EXERCISE INSTRUCTIONS>
Write out each line exactly as given. Leave the pictures out of your copy.

Excerpts of annotation records>
※

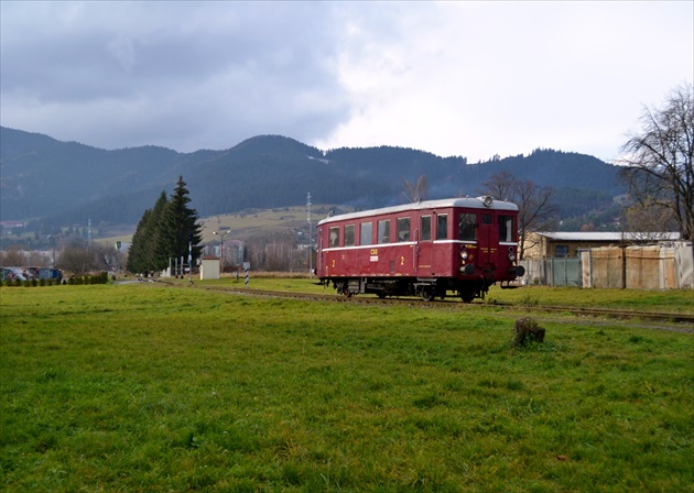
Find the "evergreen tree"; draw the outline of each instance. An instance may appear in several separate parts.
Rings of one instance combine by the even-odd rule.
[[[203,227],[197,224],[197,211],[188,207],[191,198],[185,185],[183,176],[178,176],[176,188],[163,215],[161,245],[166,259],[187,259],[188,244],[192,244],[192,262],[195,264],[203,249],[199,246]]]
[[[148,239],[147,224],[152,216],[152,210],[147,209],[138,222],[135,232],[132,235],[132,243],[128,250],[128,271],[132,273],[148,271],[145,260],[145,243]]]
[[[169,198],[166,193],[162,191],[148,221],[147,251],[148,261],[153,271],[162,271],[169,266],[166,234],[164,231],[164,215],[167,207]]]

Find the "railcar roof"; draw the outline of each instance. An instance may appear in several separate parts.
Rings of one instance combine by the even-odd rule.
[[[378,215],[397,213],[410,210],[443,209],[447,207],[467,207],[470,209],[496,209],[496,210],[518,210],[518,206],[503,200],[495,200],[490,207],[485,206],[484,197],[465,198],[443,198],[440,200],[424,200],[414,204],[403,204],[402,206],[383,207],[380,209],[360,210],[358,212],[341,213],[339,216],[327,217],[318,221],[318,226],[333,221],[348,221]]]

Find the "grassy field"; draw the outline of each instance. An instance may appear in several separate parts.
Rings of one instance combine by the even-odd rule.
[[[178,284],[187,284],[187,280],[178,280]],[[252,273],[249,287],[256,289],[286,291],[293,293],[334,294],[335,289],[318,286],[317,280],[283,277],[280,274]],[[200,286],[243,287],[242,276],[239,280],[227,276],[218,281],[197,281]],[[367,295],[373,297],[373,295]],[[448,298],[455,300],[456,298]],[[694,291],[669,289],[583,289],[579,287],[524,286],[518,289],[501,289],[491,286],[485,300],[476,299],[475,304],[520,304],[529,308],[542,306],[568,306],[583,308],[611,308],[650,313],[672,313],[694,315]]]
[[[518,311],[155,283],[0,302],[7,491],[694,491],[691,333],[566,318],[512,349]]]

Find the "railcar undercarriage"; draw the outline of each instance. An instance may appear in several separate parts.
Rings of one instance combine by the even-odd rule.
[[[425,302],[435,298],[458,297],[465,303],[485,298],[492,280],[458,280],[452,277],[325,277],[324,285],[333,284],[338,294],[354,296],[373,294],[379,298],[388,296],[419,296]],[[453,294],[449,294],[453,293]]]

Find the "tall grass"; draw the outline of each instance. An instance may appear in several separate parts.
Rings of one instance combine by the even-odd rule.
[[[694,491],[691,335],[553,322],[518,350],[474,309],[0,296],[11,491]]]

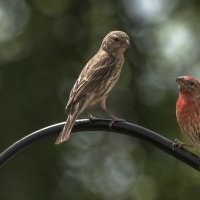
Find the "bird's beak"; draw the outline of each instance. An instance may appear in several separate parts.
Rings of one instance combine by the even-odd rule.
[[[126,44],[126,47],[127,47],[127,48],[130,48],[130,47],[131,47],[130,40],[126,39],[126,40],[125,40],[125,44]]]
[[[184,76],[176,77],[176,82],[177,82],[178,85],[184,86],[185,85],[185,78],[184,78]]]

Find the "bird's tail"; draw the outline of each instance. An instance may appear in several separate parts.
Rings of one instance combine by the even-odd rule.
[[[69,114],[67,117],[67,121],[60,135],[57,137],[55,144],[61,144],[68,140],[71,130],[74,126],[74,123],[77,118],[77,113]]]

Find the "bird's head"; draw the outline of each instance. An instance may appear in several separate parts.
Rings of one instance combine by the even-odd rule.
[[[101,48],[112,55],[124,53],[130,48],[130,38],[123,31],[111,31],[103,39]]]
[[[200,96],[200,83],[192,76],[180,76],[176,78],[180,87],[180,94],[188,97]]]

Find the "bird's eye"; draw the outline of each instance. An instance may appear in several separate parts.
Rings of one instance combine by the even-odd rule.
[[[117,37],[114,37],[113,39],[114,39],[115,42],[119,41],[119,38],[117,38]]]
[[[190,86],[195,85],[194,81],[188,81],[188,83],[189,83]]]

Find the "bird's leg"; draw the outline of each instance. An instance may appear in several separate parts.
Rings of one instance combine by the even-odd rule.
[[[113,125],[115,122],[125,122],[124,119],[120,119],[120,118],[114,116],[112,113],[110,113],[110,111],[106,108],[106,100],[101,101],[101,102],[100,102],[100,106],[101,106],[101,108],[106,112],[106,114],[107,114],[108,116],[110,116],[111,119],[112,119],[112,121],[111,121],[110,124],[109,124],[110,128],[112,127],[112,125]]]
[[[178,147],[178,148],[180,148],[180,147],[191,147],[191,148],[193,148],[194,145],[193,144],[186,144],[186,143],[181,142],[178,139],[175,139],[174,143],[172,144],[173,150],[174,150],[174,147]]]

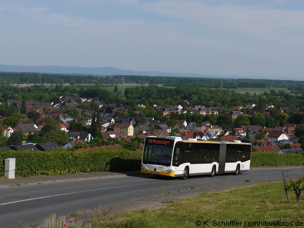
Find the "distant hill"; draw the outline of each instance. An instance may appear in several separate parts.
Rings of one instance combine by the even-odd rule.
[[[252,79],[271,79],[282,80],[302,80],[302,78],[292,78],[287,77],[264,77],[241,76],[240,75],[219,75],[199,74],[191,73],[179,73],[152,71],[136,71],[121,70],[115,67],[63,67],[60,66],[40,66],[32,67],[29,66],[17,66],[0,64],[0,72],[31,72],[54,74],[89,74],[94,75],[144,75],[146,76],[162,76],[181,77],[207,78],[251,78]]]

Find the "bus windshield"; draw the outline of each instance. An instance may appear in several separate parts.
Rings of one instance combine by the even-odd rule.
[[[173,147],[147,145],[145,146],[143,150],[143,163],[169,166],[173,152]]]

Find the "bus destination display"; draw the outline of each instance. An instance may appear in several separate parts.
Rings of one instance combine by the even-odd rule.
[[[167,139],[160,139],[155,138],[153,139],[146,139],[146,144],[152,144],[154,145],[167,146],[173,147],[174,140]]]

※

CORRECT RESULT>
Find the "evergreen tree"; draw the outline of each instance. An instance may appear in several separate parts.
Rings of one instance combine by the even-odd rule.
[[[203,227],[197,224],[197,211],[188,207],[191,198],[185,185],[183,176],[178,176],[176,188],[163,215],[161,245],[166,259],[187,259],[188,244],[192,244],[192,262],[195,264],[203,249],[199,246]]]
[[[148,239],[147,224],[152,216],[152,210],[147,209],[138,222],[135,232],[132,235],[132,243],[128,250],[128,271],[132,273],[148,271],[145,260],[145,243]]]
[[[169,198],[166,193],[162,191],[148,221],[147,251],[148,261],[153,271],[162,271],[169,266],[166,234],[164,231],[164,215],[167,207]]]

Find the "railcar roof"; draw the outline of each instance. An instance may appear in several separate parts.
Rings of one instance combine by the even-odd rule.
[[[378,215],[397,213],[410,210],[443,209],[447,207],[467,207],[470,209],[496,209],[496,210],[518,210],[518,206],[503,200],[495,200],[490,207],[485,206],[484,197],[465,198],[443,198],[440,200],[424,200],[414,204],[403,204],[402,206],[383,207],[380,209],[360,210],[358,212],[341,213],[339,216],[327,217],[318,221],[318,226],[333,221],[348,221]]]

Find the "grassy field"; draw the outline of each instance. An instance may appear in several separate parts.
Rings of one instance combine by the even-odd rule.
[[[178,284],[187,284],[187,280],[178,280]],[[252,273],[249,287],[256,289],[286,291],[293,293],[334,294],[335,289],[318,286],[317,280],[283,277],[280,274]],[[200,286],[243,287],[242,276],[239,280],[227,276],[218,281],[197,281]],[[367,295],[373,297],[373,295]],[[448,298],[455,300],[456,298]],[[694,291],[669,289],[583,289],[579,287],[524,286],[518,289],[501,289],[491,286],[485,300],[476,299],[475,304],[520,304],[529,308],[542,306],[568,306],[583,308],[611,308],[650,313],[672,313],[694,315]]]
[[[518,311],[155,283],[0,302],[7,491],[694,491],[691,333],[566,318],[512,349]]]

Find the "railcar undercarriage"; draw the outline of each instance. An instance may appear in several separate parts.
Rings of one instance combine by the even-odd rule.
[[[425,302],[435,298],[458,297],[465,303],[485,298],[492,280],[458,280],[452,277],[325,277],[324,285],[333,284],[338,294],[354,296],[373,294],[379,298],[388,296],[419,296]],[[453,294],[449,294],[453,293]]]

Find the "tall grass"; draw the outline of each instance. An instance may appear in several separate parts.
Rings of one instance combine by the even-odd rule.
[[[694,491],[691,335],[553,322],[518,350],[474,309],[0,296],[11,491]]]

Find the "bird's beak"; draw the outline of each instance. An instance may appear in several separate parts.
Rings of one instance combine by the even-odd rule.
[[[126,44],[126,47],[127,47],[127,48],[130,48],[130,47],[131,47],[130,40],[126,39],[126,40],[125,40],[125,44]]]
[[[184,76],[176,77],[176,82],[177,82],[178,85],[184,86],[185,85],[185,78],[184,78]]]

Find the "bird's tail"; draw the outline of each instance. An instance may appear in several separate parts.
Rings of one instance combine by the even-odd rule.
[[[69,114],[67,117],[67,121],[60,135],[57,137],[55,144],[61,144],[68,140],[71,130],[74,126],[74,123],[77,118],[77,113]]]

Find the "bird's head"; draw the outline of each instance. An instance may appear in several separate parts.
Rings of one instance combine by the even-odd rule.
[[[101,48],[112,55],[124,53],[130,48],[130,38],[123,31],[111,31],[103,39]]]
[[[200,96],[200,83],[192,76],[180,76],[176,78],[180,87],[180,94],[188,97]]]

Find the "bird's eye"; draw the outline of each instance. An instance may appear in several separate parts.
Rings of one instance combine by the even-odd rule.
[[[117,37],[114,37],[113,39],[114,39],[115,42],[119,41],[119,38],[117,38]]]
[[[190,86],[195,85],[194,81],[188,81],[188,83],[189,83]]]

Find the "bird's leg"; draw the outline of each instance. An instance may appear in several separate parts.
Rings of one instance combine by the even-odd rule.
[[[113,125],[115,122],[125,122],[124,119],[120,119],[120,118],[114,116],[112,113],[110,113],[110,111],[106,108],[106,100],[101,101],[101,102],[100,102],[100,106],[101,106],[101,108],[106,112],[106,114],[107,114],[108,116],[110,116],[111,119],[112,119],[112,121],[111,121],[110,124],[109,124],[110,128],[112,127],[112,125]]]
[[[178,147],[178,148],[180,148],[180,147],[191,147],[191,148],[193,148],[194,145],[193,144],[186,144],[186,143],[181,142],[178,139],[175,139],[174,143],[172,144],[173,150],[174,150],[174,147]]]

Find the "distant hill"; draw the outline of each instance. An instance may appear in several separate parts.
Rings of one instance combine by the even-odd rule.
[[[252,79],[271,79],[282,80],[302,80],[302,78],[292,78],[287,77],[264,77],[241,76],[240,75],[219,75],[199,74],[191,73],[179,73],[152,71],[136,71],[121,70],[115,67],[63,67],[60,66],[40,66],[32,67],[29,66],[17,66],[0,64],[0,72],[31,72],[54,74],[89,74],[94,75],[144,75],[146,76],[162,76],[181,77],[207,78],[251,78]]]

Find the "bus windshield"; draw the outline of each instance. An instance may appear in several separate parts.
Rings of one instance combine by the even-odd rule.
[[[173,147],[147,145],[145,146],[143,150],[143,163],[169,166],[173,152]]]

Find the "bus destination display"; draw the outline of each instance. An instance may appear in several separate parts.
Rings of one instance combine by the even-odd rule.
[[[167,139],[160,139],[155,138],[153,139],[146,139],[146,144],[152,144],[154,145],[167,146],[173,147],[174,140]]]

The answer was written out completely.